# [Supplied passage]
◆ ◆ ◆ ◆
Where Does Cholesterol Come From?

Where does cholesterol come from?

Cholesterol comes from your body and from food.

  1. Your body: Your body makes all the cholesterol you need and circulates it through the blood. You produce more cholesterol when you eat foods that are high in saturated and trans fats.
  2. Your food: Eating food with cholesterol, saturated fats, and trans fats can raise the cholesterol level in your blood.
    • Saturated fats: These are fats in foods that come mostly from animal fat. Some examples are butter, cream, and meat.
    • Trans fats: These fats are naturally in some foods, like meat and dairy products, but can also be made by adding hydrogen to vegetable oils. This makes the oils more solid. You can find trans fats in some foods that are fried. Other examples are some margarines and shortening.


Read food package labels to find out the fat content in the foods you eat.

Why is high cholesterol bad?

Too much LDL (bad) cholesterol can build up in the walls of your arteries. Over time, this buildup can lower blood flow. It can also increase your risk of coronary artery disease. Coronary artery disease affects the blood vessels in your heart.

How do I know if I have high cholesterol?

Your health care provider may want to check your cholesterol with a blood test. The name of this test is a lipid panel or lipid profile. Your health care provider will choose when this test is right for you. Health care providers take into account your age and if you show any risk of high cholesterol or cardiovascular disease. This includes problems with your heart or blood vessels.

The lipid panel test includes:

  • LDL (bad) cholesterol levels
  • HDL (good) cholesterol levels
  • Triglyceride levels
  • Total cholesterol levels


Talk to your health care provider about your LDL (bad) cholesterol level.
◆ ◆ ◆ ◆
# [Entries provided]

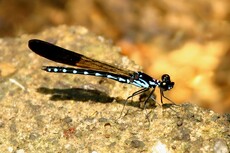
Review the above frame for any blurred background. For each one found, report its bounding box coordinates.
[0,0,230,113]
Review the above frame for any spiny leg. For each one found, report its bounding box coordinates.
[119,88,149,118]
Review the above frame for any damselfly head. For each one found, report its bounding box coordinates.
[159,74,175,91]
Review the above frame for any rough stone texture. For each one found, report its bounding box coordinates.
[0,26,230,152]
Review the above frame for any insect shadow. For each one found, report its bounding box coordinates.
[37,87,172,109]
[37,87,114,103]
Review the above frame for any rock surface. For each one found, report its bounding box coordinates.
[0,26,230,152]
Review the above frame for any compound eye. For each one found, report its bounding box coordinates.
[161,74,170,82]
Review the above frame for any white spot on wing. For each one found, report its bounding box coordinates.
[54,68,58,72]
[84,71,89,75]
[62,69,67,73]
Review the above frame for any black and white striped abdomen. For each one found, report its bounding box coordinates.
[42,66,130,83]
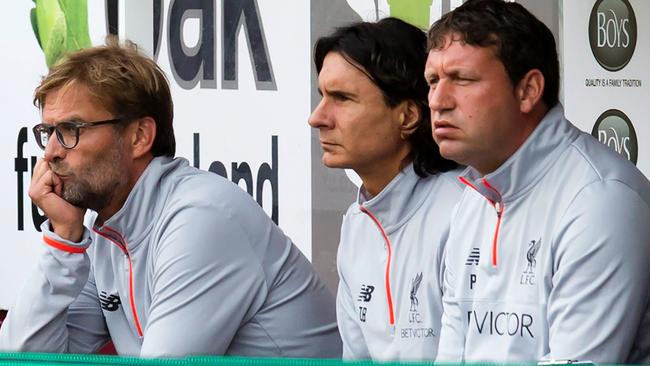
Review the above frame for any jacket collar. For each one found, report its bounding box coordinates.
[353,164,432,234]
[459,103,580,204]
[93,156,177,251]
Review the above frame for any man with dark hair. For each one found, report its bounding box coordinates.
[309,18,462,360]
[425,0,650,363]
[0,41,341,358]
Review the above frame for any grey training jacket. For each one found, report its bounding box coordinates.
[0,157,341,357]
[337,165,463,360]
[437,106,650,363]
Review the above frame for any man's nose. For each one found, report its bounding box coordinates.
[43,133,66,163]
[307,97,332,129]
[429,80,455,112]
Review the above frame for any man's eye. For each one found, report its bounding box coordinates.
[332,93,350,102]
[56,122,77,135]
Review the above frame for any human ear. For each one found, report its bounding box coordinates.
[399,100,420,140]
[130,117,156,159]
[515,69,544,113]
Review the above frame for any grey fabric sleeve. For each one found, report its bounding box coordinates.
[0,221,106,353]
[336,270,371,359]
[547,181,650,363]
[140,203,268,357]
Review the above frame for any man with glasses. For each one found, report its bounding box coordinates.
[0,41,341,358]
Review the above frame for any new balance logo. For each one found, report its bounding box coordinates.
[99,291,122,311]
[357,285,375,302]
[465,248,481,266]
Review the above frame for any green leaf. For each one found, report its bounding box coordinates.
[43,15,66,67]
[29,8,43,49]
[58,0,92,51]
[35,0,63,52]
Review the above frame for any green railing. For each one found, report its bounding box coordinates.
[0,353,540,366]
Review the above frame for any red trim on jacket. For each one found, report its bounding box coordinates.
[359,206,395,326]
[458,177,506,267]
[43,236,86,253]
[93,226,144,338]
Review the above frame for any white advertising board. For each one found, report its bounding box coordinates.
[0,0,311,309]
[562,0,650,177]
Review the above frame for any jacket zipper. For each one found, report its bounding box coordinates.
[359,206,395,330]
[459,177,506,268]
[93,226,143,338]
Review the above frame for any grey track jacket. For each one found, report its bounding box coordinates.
[337,165,463,360]
[437,106,650,363]
[0,157,341,357]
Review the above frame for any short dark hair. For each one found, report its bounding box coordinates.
[427,0,560,108]
[314,18,457,177]
[34,37,176,157]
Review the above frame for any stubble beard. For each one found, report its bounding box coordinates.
[51,143,124,212]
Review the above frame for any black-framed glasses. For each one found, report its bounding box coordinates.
[32,117,130,150]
◆ ◆ ◆ ◆
# [Apply what you read]
(1) Please decide whether each statement agrees with the cholesterol text above, and support each yes or no with the deciding words quoted from it. (a) Trans fats can be made by adding hydrogen to vegetable oils. (b) Saturated fats come mostly from plant sources. (c) The body makes only part of the cholesterol it needs.
(2) According to the cholesterol text, what other name does the lipid panel blood test go by?

# [Task-by-task results]
(1)
(a) Yes: "can also be made by adding hydrogen to vegetable oils"
(b) No: "These are fats in foods that come mostly from animal fat."
(c) No: "Your body makes all the cholesterol you need"

(2) Lipid profile.